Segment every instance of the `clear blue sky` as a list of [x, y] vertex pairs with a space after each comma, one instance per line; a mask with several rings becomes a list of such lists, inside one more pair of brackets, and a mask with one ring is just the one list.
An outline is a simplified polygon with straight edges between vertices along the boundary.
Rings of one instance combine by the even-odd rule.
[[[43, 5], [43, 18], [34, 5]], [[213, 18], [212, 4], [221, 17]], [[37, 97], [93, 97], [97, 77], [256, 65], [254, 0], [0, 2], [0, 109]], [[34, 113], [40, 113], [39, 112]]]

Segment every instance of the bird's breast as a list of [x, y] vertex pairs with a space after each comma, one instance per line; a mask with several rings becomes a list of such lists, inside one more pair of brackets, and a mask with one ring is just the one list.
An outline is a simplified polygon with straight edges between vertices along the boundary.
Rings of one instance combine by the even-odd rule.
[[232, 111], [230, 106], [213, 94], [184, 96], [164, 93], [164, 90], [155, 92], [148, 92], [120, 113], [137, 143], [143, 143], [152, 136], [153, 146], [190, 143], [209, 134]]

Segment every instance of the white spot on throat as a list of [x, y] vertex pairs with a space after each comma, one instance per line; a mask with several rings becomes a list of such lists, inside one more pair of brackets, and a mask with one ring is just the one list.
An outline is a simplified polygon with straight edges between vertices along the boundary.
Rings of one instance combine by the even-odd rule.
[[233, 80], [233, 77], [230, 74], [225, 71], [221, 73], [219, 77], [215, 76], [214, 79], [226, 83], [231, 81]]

▶ _Task to complete_
Scale the rows from the start through the line containing "113], [39, 112]]]", and write all of those lines out again, requests included. Multiply every coordinate in the answers by 2.55 and round each to a whole number, with halves rounded up.

▶ _Final result_
Segment every instance of the `clear blue sky` as a list of [x, y] vertex pairs with a space after each comma, one instance per line; a mask with several rings becomes a list of such lists, inside one more pair of brackets, and a mask with one ring is just the one list.
An outline is a simplified polygon with straight edges between vertices along the boundary.
Rings of one instance combine by the even-odd rule.
[[[110, 13], [110, 46], [87, 13]], [[543, 46], [541, 10], [564, 43]], [[94, 247], [237, 247], [247, 196], [653, 166], [648, 0], [0, 5], [0, 278]], [[87, 288], [102, 288], [99, 286]]]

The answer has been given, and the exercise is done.